Data extract:

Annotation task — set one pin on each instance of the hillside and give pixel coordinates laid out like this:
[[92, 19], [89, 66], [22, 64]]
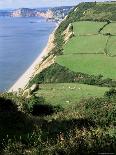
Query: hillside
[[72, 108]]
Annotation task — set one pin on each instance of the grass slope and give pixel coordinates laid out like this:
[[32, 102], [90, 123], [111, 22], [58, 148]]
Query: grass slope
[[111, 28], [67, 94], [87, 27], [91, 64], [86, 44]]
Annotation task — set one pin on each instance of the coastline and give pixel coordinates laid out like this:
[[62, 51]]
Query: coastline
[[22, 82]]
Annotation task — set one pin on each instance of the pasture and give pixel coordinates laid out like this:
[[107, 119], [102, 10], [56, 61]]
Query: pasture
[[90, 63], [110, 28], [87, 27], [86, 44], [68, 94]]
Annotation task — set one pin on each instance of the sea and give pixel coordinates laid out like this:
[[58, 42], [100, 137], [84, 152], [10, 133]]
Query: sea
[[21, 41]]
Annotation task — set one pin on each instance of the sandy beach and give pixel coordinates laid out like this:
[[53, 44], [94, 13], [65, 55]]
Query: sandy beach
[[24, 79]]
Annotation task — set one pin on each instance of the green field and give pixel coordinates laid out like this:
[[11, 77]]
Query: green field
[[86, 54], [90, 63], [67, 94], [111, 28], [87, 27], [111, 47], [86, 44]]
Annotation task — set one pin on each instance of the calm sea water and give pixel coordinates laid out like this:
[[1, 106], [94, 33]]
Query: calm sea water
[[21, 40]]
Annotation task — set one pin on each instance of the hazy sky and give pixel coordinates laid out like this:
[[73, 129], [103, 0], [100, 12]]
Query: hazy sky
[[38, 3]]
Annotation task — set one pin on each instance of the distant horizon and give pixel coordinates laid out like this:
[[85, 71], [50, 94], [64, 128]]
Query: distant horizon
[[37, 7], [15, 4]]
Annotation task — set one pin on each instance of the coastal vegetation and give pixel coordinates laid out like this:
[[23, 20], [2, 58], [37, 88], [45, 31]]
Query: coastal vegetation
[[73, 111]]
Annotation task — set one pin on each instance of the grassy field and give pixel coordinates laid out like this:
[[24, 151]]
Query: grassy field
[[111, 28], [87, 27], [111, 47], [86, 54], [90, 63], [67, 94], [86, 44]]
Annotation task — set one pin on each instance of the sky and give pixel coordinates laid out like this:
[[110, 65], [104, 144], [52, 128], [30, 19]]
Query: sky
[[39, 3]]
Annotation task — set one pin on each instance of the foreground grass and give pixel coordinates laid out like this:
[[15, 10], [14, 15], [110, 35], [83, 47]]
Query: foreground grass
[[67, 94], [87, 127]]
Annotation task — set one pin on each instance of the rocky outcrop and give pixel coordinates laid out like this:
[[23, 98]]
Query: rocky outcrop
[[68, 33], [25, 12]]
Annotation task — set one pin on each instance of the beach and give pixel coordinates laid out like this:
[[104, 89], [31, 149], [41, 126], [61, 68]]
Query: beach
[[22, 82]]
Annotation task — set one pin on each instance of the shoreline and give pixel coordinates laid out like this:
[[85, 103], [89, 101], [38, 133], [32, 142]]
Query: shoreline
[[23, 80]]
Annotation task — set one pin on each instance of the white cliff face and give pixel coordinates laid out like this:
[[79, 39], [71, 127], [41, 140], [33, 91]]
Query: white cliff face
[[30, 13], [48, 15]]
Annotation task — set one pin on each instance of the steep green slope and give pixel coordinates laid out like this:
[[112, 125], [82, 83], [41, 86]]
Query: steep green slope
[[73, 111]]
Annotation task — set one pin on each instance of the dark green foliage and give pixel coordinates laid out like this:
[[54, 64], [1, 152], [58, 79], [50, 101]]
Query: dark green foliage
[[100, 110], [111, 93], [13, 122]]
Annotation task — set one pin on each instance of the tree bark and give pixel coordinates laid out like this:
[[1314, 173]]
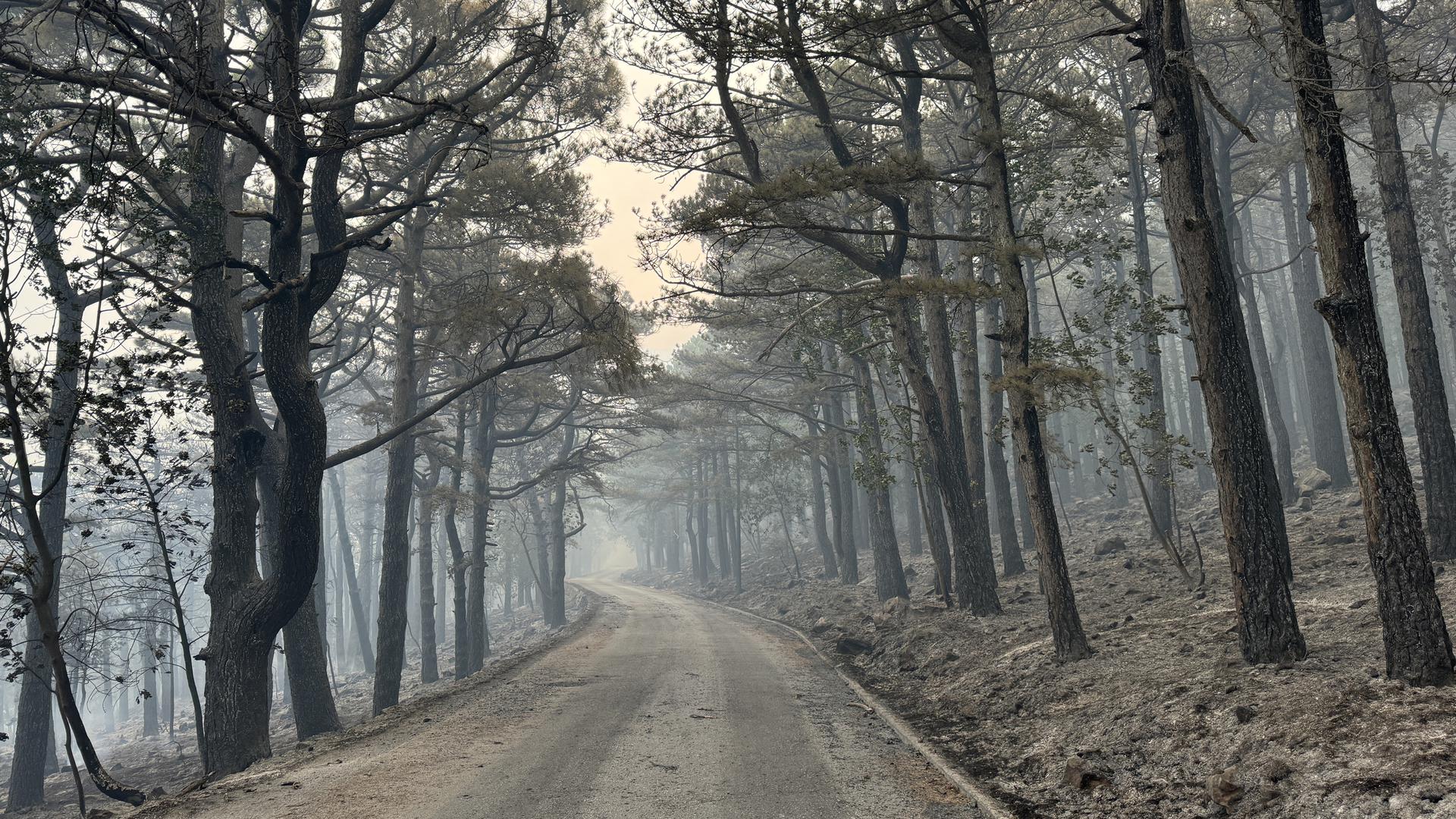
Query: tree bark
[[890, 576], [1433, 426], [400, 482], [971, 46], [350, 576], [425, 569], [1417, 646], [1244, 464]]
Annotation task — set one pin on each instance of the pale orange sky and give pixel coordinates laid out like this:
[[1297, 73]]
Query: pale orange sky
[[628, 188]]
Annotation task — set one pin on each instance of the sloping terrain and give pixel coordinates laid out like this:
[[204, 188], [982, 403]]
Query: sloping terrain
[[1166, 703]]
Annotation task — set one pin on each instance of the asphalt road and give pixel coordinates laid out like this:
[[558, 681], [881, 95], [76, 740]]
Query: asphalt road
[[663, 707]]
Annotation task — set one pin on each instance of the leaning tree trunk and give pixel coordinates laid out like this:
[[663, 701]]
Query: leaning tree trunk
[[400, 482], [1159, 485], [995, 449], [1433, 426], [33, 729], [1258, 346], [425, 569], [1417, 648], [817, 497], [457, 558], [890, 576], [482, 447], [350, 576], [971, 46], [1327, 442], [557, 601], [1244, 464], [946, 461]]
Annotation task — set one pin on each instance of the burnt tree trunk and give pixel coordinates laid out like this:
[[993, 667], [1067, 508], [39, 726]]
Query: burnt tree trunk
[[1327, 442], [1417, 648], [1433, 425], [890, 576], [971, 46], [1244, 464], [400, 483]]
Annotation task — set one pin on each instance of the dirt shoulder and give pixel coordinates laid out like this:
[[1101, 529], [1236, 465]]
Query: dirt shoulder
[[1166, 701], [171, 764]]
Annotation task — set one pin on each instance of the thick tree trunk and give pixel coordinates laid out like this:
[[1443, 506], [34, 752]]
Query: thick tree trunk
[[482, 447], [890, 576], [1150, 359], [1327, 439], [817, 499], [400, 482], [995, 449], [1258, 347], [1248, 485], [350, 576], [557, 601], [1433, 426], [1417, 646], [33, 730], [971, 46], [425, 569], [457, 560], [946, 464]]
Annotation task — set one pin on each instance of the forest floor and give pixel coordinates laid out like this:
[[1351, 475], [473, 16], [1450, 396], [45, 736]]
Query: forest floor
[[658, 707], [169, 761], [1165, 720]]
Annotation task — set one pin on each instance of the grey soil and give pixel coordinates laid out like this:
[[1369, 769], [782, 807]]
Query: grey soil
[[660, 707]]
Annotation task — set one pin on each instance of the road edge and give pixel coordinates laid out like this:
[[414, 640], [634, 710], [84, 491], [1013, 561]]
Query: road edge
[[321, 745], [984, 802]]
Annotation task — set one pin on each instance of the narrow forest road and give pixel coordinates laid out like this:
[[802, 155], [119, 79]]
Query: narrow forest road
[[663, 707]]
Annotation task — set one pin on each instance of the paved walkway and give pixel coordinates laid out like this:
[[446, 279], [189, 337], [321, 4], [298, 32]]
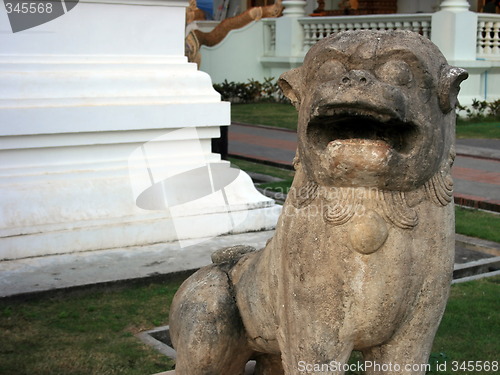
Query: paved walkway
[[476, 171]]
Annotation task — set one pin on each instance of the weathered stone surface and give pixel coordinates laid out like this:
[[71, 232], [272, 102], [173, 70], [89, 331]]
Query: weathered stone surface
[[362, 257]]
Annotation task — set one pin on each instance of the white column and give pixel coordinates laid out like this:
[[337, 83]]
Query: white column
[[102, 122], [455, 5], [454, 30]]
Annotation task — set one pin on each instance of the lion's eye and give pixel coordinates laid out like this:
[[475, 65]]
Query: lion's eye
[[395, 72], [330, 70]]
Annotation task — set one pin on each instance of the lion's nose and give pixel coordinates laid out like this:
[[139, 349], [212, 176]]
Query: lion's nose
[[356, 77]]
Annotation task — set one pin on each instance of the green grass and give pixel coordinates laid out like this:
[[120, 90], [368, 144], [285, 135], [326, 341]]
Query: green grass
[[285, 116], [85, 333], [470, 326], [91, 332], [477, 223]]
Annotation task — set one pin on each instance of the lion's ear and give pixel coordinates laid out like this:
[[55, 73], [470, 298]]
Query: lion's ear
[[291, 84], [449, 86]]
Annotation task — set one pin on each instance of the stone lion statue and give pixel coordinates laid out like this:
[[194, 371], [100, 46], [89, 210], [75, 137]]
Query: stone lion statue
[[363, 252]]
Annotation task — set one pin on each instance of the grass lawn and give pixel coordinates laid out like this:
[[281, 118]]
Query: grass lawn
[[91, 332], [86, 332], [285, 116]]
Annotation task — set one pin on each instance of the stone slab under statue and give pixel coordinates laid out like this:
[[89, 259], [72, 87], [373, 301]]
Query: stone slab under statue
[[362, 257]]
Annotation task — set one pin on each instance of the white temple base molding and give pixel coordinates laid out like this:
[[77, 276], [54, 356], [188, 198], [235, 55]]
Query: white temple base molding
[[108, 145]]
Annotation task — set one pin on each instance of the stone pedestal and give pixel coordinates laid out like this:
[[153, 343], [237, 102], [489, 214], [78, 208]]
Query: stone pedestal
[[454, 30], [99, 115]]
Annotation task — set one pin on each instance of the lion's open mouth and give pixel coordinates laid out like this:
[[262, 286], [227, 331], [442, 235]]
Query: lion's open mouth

Instruction:
Could you rewrite everything from the line containing "the sky and" down to the line containing "[[30, 13], [48, 15]]", both included, with each pixel coordinate in the answers offset by 25 (25 added to every number)? Leave the requests and their sample coordinates unchanged.

Answer:
Annotation task — set one pin on each instance of the sky and give pixel coordinates laid out like this:
[[110, 65], [104, 144], [52, 128], [30, 19]]
Query: sky
[[64, 28]]
Annotation task — set one pin on each instance of the foreground grass and give pixel coordinates laid out like this:
[[15, 10], [14, 15], [110, 35], [83, 47]]
Query: foreground grass
[[92, 119], [112, 152]]
Annotation task — set one pin on each instance of the rocky outcrop and give pixel coordinates laid out like this:
[[23, 98]]
Query: rocky outcrop
[[93, 58], [50, 37]]
Annotation task — set one pin on each instance of the beach and give pixel coordinates laid out like this:
[[104, 89], [31, 149], [41, 126], [61, 68]]
Query: beach
[[47, 107]]
Annotation task — set one pin on each instance of the shoreline and give pixel coordinates laid out like this:
[[85, 103], [89, 101], [38, 133], [32, 142]]
Query: shoreline
[[48, 105]]
Annotation task — set one pin on each instance of the white cliff face and give pixel coordinates laid out like this:
[[79, 39], [71, 127], [41, 140], [33, 91]]
Query: white cliff face
[[55, 38], [73, 40]]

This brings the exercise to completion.